WHAT THIS TASK INVOLVES
Rewrite the part of the data that opens with the line containing "Every instance of the concrete wall" and closes with the line containing "[(58, 312), (1030, 26), (189, 312), (323, 80)]", swapping "concrete wall" for "stone wall" and changing nothing else. Give only those lines.

● ● ● ● ● ● ●

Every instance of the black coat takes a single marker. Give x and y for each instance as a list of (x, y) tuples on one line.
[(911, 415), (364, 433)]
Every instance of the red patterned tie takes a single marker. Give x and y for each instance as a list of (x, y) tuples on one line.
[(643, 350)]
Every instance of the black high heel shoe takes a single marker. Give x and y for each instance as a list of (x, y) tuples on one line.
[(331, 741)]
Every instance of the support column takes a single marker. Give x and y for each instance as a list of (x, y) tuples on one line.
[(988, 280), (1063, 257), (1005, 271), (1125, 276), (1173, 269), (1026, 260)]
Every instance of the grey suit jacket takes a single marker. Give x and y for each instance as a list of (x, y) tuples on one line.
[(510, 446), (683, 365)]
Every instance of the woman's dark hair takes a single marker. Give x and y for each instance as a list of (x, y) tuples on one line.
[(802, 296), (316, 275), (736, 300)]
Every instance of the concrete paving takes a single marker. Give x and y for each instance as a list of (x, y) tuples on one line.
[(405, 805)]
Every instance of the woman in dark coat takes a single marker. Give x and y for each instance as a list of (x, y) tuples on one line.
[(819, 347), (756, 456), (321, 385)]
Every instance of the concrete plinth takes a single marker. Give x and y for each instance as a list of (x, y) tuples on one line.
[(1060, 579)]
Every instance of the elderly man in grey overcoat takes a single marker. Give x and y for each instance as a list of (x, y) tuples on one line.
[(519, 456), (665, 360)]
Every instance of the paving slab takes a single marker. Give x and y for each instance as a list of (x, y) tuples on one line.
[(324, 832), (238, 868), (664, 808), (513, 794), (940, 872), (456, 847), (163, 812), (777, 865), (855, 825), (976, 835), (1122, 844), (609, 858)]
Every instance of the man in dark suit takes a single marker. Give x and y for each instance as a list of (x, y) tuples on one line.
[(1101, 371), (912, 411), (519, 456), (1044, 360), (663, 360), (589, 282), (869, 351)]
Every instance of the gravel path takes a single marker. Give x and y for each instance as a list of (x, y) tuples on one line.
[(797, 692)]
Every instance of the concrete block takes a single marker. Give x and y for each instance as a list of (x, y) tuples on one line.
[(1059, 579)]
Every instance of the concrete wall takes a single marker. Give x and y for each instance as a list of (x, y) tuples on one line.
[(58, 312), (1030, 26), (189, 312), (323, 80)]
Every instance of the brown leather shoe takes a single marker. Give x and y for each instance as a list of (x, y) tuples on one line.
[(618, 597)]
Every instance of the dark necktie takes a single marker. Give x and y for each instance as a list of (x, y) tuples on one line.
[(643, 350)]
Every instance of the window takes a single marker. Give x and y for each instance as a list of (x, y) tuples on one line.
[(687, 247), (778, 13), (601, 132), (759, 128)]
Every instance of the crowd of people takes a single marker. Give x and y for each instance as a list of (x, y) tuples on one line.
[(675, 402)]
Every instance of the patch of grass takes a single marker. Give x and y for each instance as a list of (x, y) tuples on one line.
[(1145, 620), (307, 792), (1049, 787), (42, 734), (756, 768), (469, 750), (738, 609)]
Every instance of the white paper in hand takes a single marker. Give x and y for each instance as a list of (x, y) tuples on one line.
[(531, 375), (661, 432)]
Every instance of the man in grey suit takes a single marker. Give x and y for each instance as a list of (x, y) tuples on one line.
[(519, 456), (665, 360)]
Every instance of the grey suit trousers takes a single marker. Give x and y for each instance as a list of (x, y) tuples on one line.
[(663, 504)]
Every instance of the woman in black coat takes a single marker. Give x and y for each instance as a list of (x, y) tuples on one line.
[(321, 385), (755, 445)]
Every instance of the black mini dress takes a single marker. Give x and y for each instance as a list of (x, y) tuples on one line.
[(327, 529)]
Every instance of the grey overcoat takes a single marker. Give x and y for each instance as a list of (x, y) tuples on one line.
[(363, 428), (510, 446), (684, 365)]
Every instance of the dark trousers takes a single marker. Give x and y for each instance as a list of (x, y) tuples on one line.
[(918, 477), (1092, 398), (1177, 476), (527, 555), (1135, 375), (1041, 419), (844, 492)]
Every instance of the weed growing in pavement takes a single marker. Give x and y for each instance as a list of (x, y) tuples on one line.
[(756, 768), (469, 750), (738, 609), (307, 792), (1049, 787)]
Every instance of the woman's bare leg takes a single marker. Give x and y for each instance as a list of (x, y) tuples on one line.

● ● ● ● ● ● ●

RESULT OF THIS EXERCISE
Every instance of the stone wall takes a single marker. Give x and y for each instance as a list of (x, y) tuples on one line.
[(58, 312), (1030, 26), (189, 312), (323, 80)]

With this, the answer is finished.